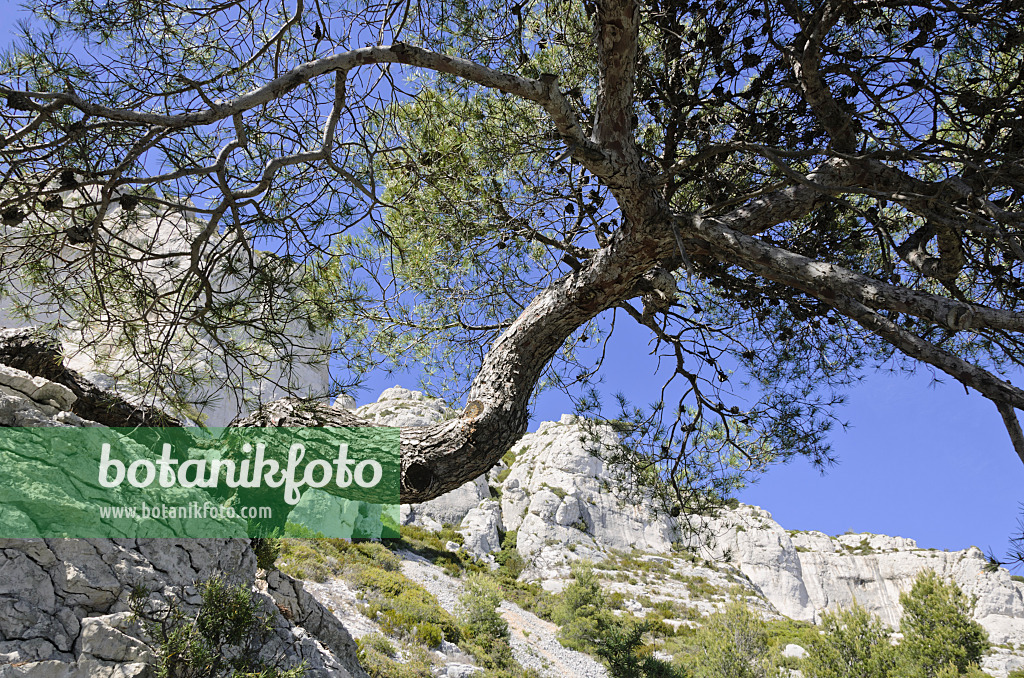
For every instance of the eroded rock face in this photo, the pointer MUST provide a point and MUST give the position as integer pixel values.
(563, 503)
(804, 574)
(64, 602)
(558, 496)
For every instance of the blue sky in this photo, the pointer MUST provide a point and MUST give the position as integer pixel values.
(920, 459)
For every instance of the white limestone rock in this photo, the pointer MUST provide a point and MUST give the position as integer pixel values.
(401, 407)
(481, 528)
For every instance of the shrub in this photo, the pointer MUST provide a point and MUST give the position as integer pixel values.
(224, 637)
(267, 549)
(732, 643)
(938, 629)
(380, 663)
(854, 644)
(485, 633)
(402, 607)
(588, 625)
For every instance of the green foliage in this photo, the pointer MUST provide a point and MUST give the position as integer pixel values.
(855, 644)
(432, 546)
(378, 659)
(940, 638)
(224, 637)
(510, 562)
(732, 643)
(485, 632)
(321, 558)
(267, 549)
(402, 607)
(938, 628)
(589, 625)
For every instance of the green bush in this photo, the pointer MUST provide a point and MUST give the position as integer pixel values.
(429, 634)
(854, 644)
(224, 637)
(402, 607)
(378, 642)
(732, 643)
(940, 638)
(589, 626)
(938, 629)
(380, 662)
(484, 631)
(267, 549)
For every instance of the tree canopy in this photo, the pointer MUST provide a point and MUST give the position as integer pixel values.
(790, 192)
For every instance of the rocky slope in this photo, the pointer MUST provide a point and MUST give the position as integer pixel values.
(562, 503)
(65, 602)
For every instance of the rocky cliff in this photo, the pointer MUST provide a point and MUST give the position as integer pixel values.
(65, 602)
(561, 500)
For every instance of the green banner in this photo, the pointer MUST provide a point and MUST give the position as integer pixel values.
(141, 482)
########################################
#### EXERCISE GOAL
Your answer must be an exact copy of the listing, minus its pictures.

#### ANSWER FOR THIS EXERCISE
For every instance of the eroded rock face in this photo, the pointer MUST provide a point and MUST give the position as integer pixel values.
(563, 503)
(804, 574)
(64, 602)
(558, 496)
For every instance of the blue sky in this photo, the pointer MUST provide a point and MUST give the position as integer pixel values.
(920, 459)
For every instance of the white limestone rock in this photo, the pointer MUST provide a point and MUST give the position as integer pixel values.
(401, 407)
(481, 528)
For every instance of the shrub in this photo, the pointer MUST provide a point and MUST give the position as integer pixel values.
(224, 637)
(267, 549)
(732, 643)
(938, 629)
(380, 663)
(854, 644)
(485, 633)
(402, 607)
(588, 625)
For every instance of the green foliage in this photo, the pointer MUST provide a point and MUST give the position as integer pixel values.
(855, 644)
(432, 546)
(378, 659)
(940, 638)
(224, 637)
(510, 562)
(732, 643)
(485, 632)
(321, 558)
(267, 549)
(402, 607)
(938, 628)
(589, 625)
For every instance of the green bush in this photo, the pointer MUST provide a point and MUST give the position as integer pixel values.
(429, 634)
(854, 644)
(224, 637)
(402, 607)
(378, 642)
(732, 643)
(940, 638)
(589, 626)
(938, 629)
(380, 662)
(484, 631)
(267, 549)
For every instance of the tree canopy in this photo, the pointer MUST provide a point and MUST give the position as integer pixel values.
(790, 192)
For every instance of the rocky slope in this photo, the pointer MUST provide a point and MUST give the position as integer pixel values.
(562, 503)
(65, 602)
For every instance of the rocky cliff in this photo, the pointer MUST provide a point and MUST give the position as integer pixel values.
(65, 602)
(561, 500)
For every instance of the green banner in this photo, the pointer MUST provide a point and MUST give the position as integer pixel values.
(141, 482)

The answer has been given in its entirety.